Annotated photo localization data
----
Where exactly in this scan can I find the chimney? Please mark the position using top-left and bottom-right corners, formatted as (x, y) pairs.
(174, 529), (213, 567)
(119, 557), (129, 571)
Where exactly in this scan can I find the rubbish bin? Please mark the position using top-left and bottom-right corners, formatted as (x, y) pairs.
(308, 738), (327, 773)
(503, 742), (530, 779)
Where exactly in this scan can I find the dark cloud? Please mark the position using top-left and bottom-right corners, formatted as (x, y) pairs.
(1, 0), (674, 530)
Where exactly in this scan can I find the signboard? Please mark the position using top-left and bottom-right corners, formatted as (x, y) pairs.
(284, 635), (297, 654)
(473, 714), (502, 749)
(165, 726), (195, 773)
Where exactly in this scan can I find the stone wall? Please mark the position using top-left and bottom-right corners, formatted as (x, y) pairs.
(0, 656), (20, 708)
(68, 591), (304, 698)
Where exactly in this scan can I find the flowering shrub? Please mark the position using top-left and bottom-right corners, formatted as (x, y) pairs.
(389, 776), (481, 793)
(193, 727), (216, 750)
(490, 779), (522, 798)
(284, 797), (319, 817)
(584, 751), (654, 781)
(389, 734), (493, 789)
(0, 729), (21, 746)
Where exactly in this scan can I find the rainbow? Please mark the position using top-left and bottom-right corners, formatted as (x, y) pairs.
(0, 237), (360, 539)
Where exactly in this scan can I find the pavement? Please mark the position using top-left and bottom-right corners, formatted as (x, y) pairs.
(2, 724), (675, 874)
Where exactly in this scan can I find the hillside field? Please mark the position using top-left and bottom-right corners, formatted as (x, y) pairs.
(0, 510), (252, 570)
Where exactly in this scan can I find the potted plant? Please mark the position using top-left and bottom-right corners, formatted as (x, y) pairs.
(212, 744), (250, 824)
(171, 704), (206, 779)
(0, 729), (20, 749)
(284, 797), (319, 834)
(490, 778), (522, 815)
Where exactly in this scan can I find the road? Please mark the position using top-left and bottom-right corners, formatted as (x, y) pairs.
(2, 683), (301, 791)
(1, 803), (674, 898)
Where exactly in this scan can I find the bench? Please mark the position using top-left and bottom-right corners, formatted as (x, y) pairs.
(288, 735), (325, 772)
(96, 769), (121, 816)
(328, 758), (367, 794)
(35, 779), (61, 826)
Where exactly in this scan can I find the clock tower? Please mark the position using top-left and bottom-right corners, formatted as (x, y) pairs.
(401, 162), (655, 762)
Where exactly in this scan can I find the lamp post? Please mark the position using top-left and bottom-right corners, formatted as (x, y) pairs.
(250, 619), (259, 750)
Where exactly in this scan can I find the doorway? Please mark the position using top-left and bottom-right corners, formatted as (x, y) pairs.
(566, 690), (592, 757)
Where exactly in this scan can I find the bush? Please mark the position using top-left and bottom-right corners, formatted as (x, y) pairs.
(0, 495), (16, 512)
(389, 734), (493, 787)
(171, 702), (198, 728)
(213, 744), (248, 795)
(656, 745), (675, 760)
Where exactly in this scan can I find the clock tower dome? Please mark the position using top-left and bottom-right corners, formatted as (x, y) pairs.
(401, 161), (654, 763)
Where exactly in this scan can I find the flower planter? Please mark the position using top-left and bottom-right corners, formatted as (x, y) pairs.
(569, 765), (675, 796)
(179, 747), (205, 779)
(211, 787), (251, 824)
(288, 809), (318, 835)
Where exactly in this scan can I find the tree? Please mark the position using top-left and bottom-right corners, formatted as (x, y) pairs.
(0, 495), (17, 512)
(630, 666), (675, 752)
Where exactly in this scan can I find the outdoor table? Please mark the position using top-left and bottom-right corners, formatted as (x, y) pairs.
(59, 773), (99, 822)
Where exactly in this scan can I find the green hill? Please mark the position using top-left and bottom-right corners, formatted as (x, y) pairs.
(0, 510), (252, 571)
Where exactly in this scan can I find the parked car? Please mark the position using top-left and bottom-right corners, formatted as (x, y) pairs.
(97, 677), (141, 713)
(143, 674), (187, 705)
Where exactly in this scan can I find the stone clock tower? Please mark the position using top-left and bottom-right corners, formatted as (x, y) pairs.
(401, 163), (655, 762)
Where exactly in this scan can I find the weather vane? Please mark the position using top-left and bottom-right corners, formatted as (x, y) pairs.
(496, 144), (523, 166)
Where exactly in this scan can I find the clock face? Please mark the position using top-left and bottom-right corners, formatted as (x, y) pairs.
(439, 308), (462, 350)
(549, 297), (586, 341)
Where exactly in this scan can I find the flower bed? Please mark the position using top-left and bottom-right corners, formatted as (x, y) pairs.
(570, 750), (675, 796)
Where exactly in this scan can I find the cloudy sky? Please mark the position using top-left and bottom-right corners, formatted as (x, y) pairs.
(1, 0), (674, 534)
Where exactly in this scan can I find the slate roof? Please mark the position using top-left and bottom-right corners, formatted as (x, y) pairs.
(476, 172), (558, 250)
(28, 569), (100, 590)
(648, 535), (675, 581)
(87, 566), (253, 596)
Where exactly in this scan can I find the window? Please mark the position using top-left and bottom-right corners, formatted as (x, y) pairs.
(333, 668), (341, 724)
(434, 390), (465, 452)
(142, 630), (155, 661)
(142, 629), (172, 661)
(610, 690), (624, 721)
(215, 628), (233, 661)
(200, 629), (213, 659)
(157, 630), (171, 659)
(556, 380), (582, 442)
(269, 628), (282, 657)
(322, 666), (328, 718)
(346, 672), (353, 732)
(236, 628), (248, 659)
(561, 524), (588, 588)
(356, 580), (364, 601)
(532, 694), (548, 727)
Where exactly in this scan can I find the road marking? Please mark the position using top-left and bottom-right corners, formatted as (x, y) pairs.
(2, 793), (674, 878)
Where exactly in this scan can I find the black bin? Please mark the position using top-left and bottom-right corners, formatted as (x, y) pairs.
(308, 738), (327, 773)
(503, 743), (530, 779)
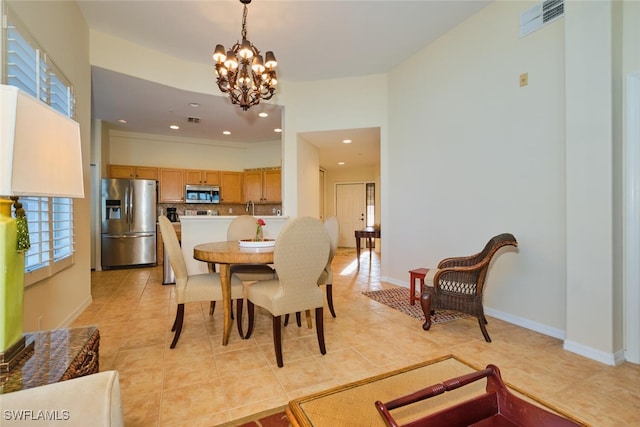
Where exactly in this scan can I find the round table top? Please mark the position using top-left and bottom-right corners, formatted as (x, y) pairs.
(193, 240), (275, 264)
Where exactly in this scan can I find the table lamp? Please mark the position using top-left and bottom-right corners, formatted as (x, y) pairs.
(0, 84), (84, 371)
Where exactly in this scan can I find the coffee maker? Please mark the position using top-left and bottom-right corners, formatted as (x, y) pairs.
(166, 207), (178, 222)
----
From the first line to the last, please copy the data exactly, with the pictures left out.

• Solution for this exercise:
Where exactly in this scan can I find the chimney? Please mark the position using top-left and bottom-right corners, formatted as (x, y) pairs.
(174, 529), (213, 567)
(119, 557), (129, 571)
Where exactly in this scan can I find the rubbish bin? Please mark the position using top-left and bottom-right corners, formatted as (x, y) pairs.
(308, 738), (327, 773)
(503, 742), (530, 779)
Where exactly in this scan can I find the dark cloud? Please mark the position using top-left and bottom-right corners, formatted as (x, y) pairs.
(1, 0), (674, 530)
Where exactly in this scan can I find the signboard? Please mark the position using top-left and bottom-right corners, formatted as (x, y) pairs.
(284, 635), (297, 654)
(473, 714), (502, 749)
(165, 726), (195, 773)
Where exactly in this scan can I find the stone wall? Please mark the position using top-left and bottom-right corners, formatted as (x, y) pairs.
(0, 656), (20, 708)
(68, 591), (304, 698)
Where exactly in this scan can I find the flowering shrub? Please mark the position using top-left and bottom-right corners, formatted as (x, y) pairs.
(389, 776), (481, 793)
(193, 727), (216, 750)
(490, 779), (522, 798)
(284, 797), (319, 817)
(584, 751), (654, 781)
(389, 734), (493, 789)
(0, 729), (21, 746)
Where exactly in this scan can I find the rainbow? Please mark the position using top-left and bottom-right corners, formatted as (x, y) pairs.
(0, 237), (360, 539)
Where exactly in this scan can I find the pavement? Please mark the position using top-left and bottom-right corners, formatted as (x, y) pairs.
(2, 724), (675, 874)
Where exactly in this scan can I find the hillside field? Please mark the position using top-left and bottom-right corners, formatted as (x, y) pairs.
(0, 510), (252, 570)
Where exactly in this scan can I find the potted plant? Please mark the position using top-left and bottom-right corners, formatted as (x, y) pairs.
(212, 744), (250, 824)
(171, 704), (206, 779)
(0, 729), (20, 749)
(284, 797), (319, 834)
(490, 778), (522, 815)
Where exactly in this scan can I find the road? Please mark the position using top-left and bottom-right corners, formatted as (x, y) pairs.
(2, 683), (301, 791)
(1, 803), (674, 898)
Where exactly in this scan can I find the bench? Please mark the position using top-left and bottom-right corners, formatted as (x, y) pairs.
(288, 735), (325, 772)
(96, 769), (121, 816)
(328, 758), (367, 794)
(35, 779), (61, 826)
Where exactly in this scan can I find the clock tower? Please mark the position using top-left and bottom-right corners, formatted as (x, y) pairs.
(401, 162), (655, 762)
Where exactly in this scan can I find the lamp post? Please mark the position using top-left and bottom-right corners, formatted as (x, y) pairs.
(250, 619), (259, 750)
Where exactly in this scan can I find the doorway? Please mark the position using top-left and bottom-right corners, formatted as (x, y) pairs.
(566, 690), (592, 757)
Where exactly in this scan can I find the bush? Please mark the position using top-left and bottom-right corners, formatted as (x, y) pairs.
(0, 495), (16, 512)
(389, 734), (493, 787)
(171, 702), (198, 728)
(213, 744), (248, 795)
(656, 745), (675, 760)
Where exactly in this scan can I find the clock tower dome? Please mark the position using top-left and bottom-right corners, formatted as (x, y) pairs.
(401, 161), (654, 763)
Where exactly in this scan can I find the flower planter? Please mark the position using top-left and bottom-right corners, formatted as (x, y) pairs.
(569, 765), (675, 796)
(179, 747), (205, 779)
(211, 787), (251, 824)
(288, 809), (318, 835)
Where exactly in this scan can I find the tree? Please mark the position using top-left and bottom-right corners, formatted as (x, y) pairs.
(0, 495), (17, 512)
(630, 666), (675, 752)
Where exactly in this scan can I find the outdoor table? Please mark the position using top-left and bottom-right corners, formatted as (x, y) pairs.
(59, 773), (99, 822)
Where exactly in this scan can I find the green hill? Please mark the position using top-left and bottom-right corners, formatted as (x, y) pairs.
(0, 510), (252, 571)
Where exactly in this scan can I find the parked car? Please mark the position using top-left and bottom-right corners, formatted as (x, y) pairs.
(97, 677), (141, 713)
(143, 674), (187, 705)
Where exactly in this scan can I find the stone clock tower? Please mark the position using top-left and bottom-right corners, formatted as (x, y) pairs.
(401, 163), (655, 762)
Where exactly in this scan can I find the weather vane? Please mark the position using top-left and bottom-right corners, formatted as (x, y) pairs.
(496, 144), (523, 166)
Where exactly in this scan can I find the clock face? Please mark the position using top-left and bottom-right corners, formatted as (x, y) pairs.
(439, 308), (462, 350)
(549, 297), (586, 341)
Where exactly in this scan can I find the flower bed? Please mark the position using top-left and bottom-right corners, formatted as (x, y) pairs.
(570, 750), (675, 796)
Where exactly in this scan can I find the cloudy sky? Please mark the position using top-left and bottom-right corners, formatted as (x, y) pairs.
(1, 0), (674, 534)
Where exactly in this scan can I find the slate roof? Please mark the position using top-left and bottom-right corners, formatted as (x, y) pairs.
(476, 172), (558, 250)
(28, 569), (100, 590)
(648, 535), (675, 581)
(87, 566), (253, 596)
Where exactly in this scan can I find the window? Please mark the position using top-left and bottom-right corners, formatted as (x, y) pairs.
(333, 668), (341, 724)
(434, 390), (465, 452)
(142, 630), (155, 661)
(142, 629), (172, 661)
(610, 690), (624, 721)
(215, 628), (233, 661)
(200, 629), (213, 659)
(157, 630), (171, 659)
(556, 380), (582, 442)
(269, 628), (282, 657)
(322, 666), (328, 718)
(346, 672), (353, 732)
(236, 628), (248, 659)
(561, 524), (588, 588)
(356, 580), (364, 601)
(532, 694), (548, 727)
Where exactly in this scan can I find the road marking? Please mark the position using top-left and bottom-right corners, formatted as (x, y) pairs.
(2, 793), (674, 878)
Where exactly in this scan can I find the black bin? Please mark the position using top-left and bottom-right corners, formatted as (x, y) pairs.
(308, 738), (327, 773)
(503, 743), (530, 779)
Where exactly in this scan can I find the round table top? Please mark the position using top-left and bottom-right corners, formatted as (x, y) pairs.
(193, 240), (275, 264)
Where exactly in this scan can I find the table lamp? Please mark the position using top-left and bottom-right corners, formatted as (x, y) pairs.
(0, 84), (84, 371)
Where exactly in this scan can I find the coffee maker? Please mark the position using top-left and bottom-right corners, formatted as (x, y) pairs.
(166, 207), (178, 222)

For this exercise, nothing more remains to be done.